### Data supplied
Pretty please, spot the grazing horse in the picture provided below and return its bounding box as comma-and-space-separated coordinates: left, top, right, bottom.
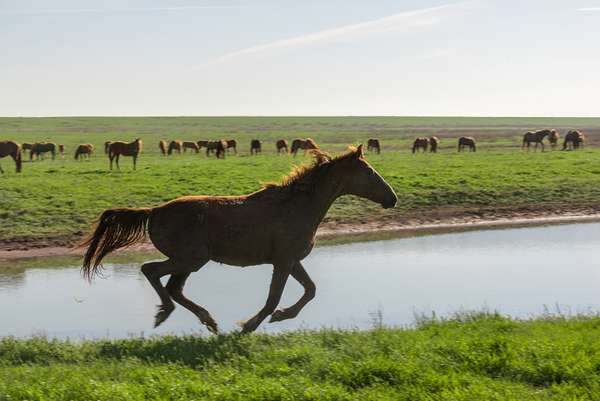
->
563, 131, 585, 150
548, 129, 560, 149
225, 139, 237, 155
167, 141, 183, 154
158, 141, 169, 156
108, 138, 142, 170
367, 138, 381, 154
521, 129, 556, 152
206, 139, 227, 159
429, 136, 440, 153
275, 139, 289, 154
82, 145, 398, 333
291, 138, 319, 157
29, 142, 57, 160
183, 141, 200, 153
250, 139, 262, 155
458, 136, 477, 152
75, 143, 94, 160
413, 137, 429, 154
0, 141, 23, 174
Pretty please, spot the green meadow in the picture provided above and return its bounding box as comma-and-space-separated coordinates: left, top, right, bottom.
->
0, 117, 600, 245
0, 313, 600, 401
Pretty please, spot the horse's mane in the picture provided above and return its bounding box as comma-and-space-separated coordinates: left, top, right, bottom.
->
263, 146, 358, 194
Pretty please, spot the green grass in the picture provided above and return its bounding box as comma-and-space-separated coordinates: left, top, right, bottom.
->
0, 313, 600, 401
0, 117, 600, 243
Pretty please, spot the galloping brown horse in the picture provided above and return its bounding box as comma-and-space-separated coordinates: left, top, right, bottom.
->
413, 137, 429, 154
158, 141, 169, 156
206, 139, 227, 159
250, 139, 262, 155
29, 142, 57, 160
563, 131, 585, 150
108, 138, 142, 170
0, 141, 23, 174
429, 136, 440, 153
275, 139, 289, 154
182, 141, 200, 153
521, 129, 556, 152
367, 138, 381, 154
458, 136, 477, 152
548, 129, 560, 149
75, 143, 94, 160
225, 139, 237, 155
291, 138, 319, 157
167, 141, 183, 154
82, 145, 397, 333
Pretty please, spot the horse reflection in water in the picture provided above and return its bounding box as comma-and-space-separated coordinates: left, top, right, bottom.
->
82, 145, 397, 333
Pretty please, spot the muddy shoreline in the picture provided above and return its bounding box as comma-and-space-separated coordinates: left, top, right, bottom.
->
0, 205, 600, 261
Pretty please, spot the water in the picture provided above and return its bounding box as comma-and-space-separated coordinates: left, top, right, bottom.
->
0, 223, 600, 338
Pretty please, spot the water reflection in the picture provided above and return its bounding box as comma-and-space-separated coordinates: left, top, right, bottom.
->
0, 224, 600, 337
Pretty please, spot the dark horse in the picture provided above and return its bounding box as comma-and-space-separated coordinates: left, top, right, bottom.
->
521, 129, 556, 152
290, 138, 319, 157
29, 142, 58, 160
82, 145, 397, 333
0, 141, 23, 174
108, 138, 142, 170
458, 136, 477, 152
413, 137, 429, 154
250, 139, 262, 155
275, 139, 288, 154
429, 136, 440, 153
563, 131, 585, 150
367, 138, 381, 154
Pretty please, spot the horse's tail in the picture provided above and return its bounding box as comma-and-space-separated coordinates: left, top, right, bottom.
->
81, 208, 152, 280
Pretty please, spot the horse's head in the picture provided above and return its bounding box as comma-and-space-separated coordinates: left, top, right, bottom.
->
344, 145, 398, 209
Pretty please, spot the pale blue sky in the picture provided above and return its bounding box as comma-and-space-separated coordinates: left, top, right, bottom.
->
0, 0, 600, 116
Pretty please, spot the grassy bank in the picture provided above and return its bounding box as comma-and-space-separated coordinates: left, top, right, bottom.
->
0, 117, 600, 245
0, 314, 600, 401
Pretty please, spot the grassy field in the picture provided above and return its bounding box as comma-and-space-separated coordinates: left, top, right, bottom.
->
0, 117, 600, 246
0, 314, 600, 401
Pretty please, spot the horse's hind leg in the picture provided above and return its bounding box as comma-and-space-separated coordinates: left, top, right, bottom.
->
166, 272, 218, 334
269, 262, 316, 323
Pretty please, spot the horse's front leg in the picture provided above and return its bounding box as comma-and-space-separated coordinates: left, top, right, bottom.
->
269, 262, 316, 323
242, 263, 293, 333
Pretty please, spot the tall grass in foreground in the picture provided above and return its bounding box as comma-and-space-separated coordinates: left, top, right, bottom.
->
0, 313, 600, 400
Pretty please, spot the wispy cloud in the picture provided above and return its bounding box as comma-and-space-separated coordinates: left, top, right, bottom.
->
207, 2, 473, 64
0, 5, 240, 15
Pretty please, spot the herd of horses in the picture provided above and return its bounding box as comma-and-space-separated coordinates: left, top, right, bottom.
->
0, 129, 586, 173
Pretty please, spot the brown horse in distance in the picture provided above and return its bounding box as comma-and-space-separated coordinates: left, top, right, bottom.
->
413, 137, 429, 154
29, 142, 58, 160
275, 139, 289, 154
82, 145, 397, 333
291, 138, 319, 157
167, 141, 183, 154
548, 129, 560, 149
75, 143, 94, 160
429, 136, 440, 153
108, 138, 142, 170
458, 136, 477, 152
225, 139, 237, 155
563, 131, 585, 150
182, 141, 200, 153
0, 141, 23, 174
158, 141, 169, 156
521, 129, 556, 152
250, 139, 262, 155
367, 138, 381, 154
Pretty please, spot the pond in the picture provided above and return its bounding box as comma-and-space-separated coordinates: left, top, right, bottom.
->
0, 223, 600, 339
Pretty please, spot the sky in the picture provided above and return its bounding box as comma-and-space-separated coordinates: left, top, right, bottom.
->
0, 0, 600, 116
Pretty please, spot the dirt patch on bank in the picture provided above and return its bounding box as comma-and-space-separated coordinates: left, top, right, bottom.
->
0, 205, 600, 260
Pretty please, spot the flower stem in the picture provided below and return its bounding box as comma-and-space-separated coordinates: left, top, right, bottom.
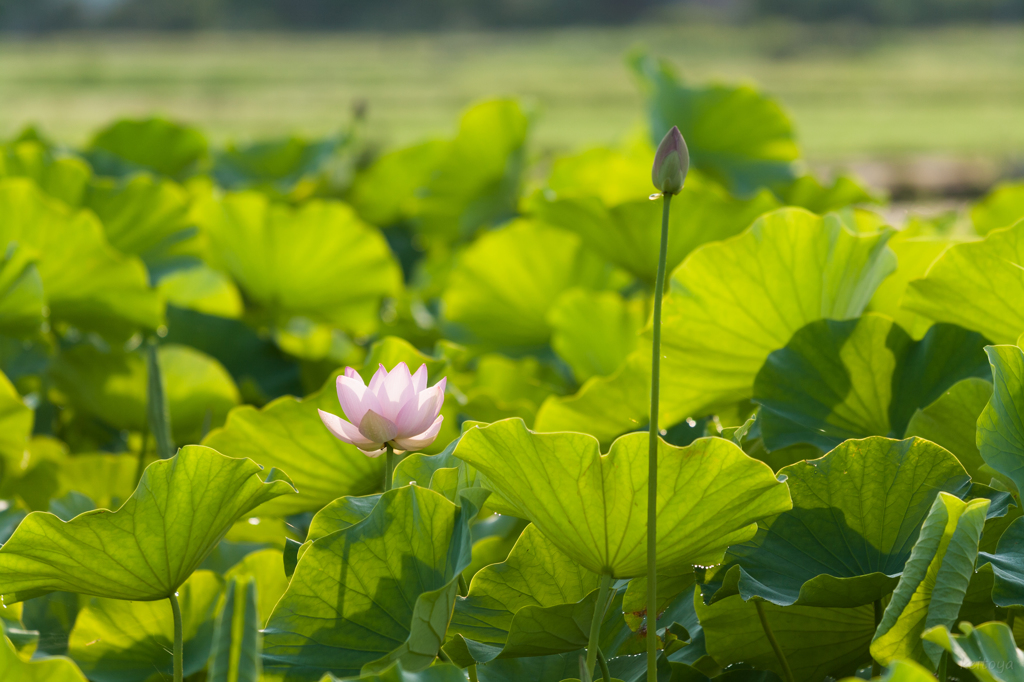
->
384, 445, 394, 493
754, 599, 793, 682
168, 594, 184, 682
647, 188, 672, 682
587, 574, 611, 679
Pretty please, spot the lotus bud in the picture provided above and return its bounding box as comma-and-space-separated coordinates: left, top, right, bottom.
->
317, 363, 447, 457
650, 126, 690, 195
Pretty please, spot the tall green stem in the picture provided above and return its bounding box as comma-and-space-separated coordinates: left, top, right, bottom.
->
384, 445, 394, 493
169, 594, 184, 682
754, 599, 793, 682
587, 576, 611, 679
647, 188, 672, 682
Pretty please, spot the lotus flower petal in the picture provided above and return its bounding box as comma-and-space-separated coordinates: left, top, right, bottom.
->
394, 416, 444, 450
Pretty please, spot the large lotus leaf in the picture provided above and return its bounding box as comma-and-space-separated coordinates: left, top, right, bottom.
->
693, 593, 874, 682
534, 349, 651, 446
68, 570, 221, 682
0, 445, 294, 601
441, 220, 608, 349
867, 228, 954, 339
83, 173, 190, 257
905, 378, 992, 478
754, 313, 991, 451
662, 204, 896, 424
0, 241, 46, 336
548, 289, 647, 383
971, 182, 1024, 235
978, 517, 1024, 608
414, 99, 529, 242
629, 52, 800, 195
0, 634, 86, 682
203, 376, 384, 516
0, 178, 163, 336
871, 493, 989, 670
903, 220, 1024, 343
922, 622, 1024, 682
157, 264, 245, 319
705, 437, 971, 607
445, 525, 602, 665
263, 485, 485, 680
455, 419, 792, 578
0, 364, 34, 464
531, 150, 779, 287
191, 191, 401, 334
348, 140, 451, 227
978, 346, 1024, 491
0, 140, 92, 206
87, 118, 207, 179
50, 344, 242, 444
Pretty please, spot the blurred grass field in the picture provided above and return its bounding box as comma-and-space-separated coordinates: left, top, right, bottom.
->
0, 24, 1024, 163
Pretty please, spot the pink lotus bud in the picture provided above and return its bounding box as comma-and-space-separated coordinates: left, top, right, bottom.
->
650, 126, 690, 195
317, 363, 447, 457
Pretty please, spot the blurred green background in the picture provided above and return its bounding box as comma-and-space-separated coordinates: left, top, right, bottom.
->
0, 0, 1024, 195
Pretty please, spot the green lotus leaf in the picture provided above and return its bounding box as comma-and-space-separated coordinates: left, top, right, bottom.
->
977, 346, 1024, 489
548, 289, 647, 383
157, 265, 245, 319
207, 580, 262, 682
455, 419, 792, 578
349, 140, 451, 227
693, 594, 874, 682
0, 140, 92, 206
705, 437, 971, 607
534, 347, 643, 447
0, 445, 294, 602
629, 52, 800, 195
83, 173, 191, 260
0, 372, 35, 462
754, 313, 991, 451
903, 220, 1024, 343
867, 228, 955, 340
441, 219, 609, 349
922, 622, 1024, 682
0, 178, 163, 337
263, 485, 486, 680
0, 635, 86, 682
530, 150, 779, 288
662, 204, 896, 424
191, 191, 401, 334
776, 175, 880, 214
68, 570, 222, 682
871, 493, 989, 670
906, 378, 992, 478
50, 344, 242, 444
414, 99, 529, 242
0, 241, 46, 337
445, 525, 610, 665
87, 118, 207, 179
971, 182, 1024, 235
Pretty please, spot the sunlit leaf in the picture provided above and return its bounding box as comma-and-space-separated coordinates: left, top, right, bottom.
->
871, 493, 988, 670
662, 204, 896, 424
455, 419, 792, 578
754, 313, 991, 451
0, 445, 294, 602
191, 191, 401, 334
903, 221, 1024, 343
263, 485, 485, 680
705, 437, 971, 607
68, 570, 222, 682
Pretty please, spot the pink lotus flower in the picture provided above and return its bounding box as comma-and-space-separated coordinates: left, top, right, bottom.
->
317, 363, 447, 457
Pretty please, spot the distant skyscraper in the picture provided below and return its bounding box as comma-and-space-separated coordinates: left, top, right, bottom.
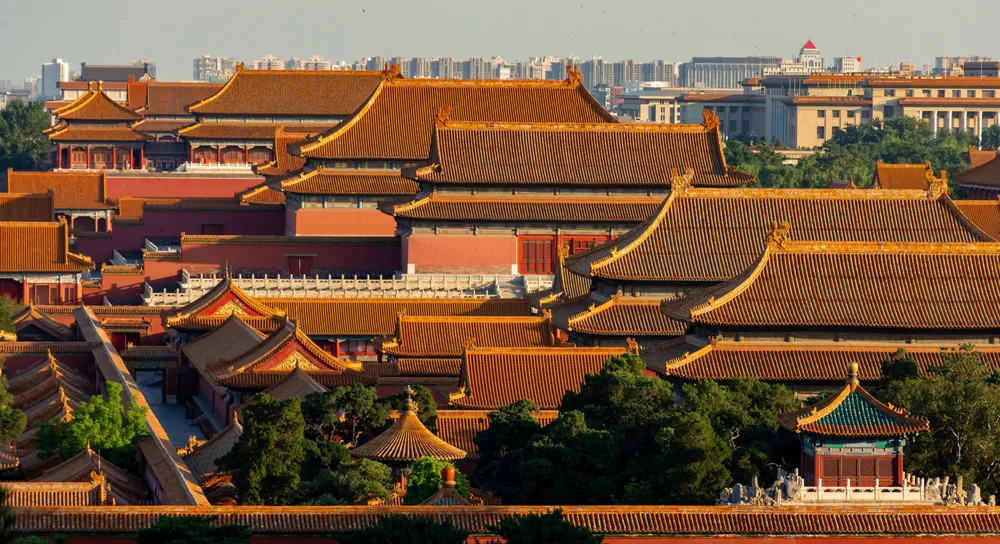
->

### Task objective
Can you turn the records, from the line containing "Pretty please, spot the pink lotus bud" down to and including the line containing "0, 0, 1024, 195", into a Markdown table with the columns Row and Line? Number each nonblank line in Row and leave out any blank lines.

### Exercise solution
| Row | Line |
|---|---|
| 1 | Pretty please, spot the pink lotus bud in the picture provided above and return its bounding box as comma-and-space-separated coordinates: left, top, right, bottom. |
| 2 | -> |
| 3 | 650, 126, 690, 195 |
| 4 | 317, 363, 447, 457 |
| 5 | Pretty please, spot the blurred green background in the picture provided above and return its bounding box as comma-and-space-separated coordinates: left, top, right, bottom. |
| 6 | -> |
| 7 | 0, 0, 1024, 195 |